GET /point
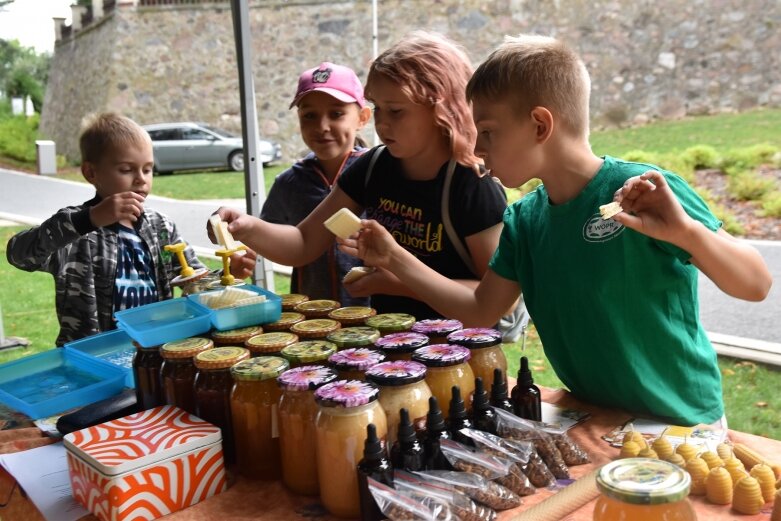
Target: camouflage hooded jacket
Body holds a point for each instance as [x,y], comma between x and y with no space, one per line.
[83,261]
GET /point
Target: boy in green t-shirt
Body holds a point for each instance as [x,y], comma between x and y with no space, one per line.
[614,300]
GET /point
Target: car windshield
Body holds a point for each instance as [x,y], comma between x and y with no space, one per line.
[220,132]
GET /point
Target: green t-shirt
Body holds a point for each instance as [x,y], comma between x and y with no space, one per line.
[616,310]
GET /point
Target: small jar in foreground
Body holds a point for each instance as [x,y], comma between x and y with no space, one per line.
[212,388]
[297,436]
[485,345]
[254,400]
[270,344]
[309,352]
[402,384]
[178,370]
[447,365]
[351,364]
[400,346]
[346,407]
[643,489]
[389,323]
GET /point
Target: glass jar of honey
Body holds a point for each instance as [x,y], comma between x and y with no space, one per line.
[402,384]
[354,336]
[270,344]
[643,489]
[447,365]
[291,300]
[213,385]
[389,323]
[285,322]
[316,328]
[178,370]
[437,329]
[254,400]
[485,345]
[317,308]
[235,337]
[399,346]
[297,437]
[351,364]
[146,371]
[352,315]
[346,407]
[309,352]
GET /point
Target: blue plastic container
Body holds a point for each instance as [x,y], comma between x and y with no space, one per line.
[155,324]
[243,316]
[115,347]
[58,380]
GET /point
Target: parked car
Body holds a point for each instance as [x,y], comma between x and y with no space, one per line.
[189,145]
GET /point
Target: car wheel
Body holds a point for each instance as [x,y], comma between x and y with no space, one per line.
[236,161]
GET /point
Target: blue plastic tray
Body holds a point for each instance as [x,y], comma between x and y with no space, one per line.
[243,316]
[155,324]
[115,347]
[55,381]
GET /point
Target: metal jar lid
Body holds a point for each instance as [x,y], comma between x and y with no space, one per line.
[220,357]
[260,368]
[643,481]
[187,348]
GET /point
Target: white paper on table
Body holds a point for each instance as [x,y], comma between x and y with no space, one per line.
[43,474]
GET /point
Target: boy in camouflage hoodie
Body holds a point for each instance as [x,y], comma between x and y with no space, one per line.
[106,254]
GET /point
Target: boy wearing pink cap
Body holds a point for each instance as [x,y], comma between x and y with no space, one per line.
[331,110]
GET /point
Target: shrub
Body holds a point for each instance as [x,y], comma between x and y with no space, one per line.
[750,186]
[17,137]
[771,204]
[701,156]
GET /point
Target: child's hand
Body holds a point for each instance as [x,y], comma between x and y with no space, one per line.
[373,244]
[650,207]
[242,266]
[125,206]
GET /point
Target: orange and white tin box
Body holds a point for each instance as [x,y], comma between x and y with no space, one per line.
[145,465]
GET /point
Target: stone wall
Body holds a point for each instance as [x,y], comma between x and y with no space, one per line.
[648,59]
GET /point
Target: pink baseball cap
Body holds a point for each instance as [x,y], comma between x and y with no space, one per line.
[337,80]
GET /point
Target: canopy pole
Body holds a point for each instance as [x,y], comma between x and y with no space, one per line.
[254,186]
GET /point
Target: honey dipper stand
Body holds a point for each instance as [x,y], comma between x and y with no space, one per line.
[187,273]
[227,279]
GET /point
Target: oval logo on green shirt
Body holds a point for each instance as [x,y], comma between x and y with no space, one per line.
[597,229]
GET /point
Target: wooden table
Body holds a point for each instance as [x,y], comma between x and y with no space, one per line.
[257,500]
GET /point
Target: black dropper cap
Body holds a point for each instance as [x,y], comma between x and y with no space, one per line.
[372,448]
[406,433]
[435,423]
[457,410]
[480,399]
[524,374]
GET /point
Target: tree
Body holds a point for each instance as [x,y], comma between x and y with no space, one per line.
[23,72]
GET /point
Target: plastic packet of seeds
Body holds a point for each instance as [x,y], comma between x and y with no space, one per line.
[397,506]
[515,428]
[476,487]
[461,505]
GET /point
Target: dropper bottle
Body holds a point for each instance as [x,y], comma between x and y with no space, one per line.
[483,416]
[457,417]
[374,465]
[499,397]
[407,453]
[526,396]
[435,431]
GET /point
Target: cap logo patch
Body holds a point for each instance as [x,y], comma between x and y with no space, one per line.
[321,75]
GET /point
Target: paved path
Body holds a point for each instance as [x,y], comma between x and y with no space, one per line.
[31,199]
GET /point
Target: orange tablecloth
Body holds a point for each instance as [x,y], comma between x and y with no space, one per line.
[256,500]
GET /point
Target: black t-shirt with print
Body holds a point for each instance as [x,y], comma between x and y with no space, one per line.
[411,212]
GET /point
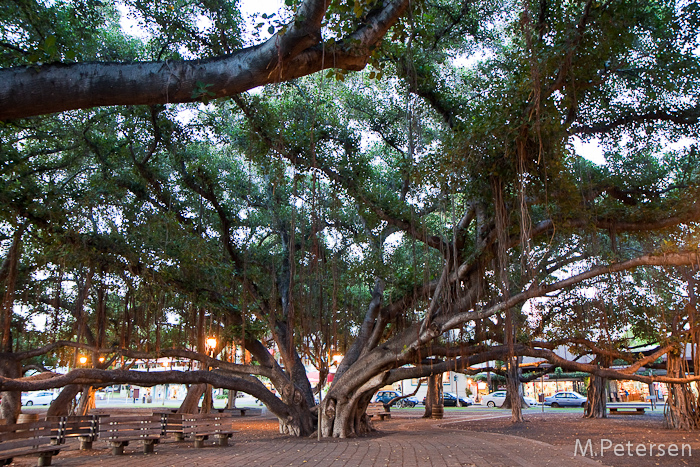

§

■ What you should do: Collect every line of the items above that contains the string "logo", treating uppercase and lowercase as different.

■ Solution for this problem:
Target: oval logo on green shirt
Target: cap logo patch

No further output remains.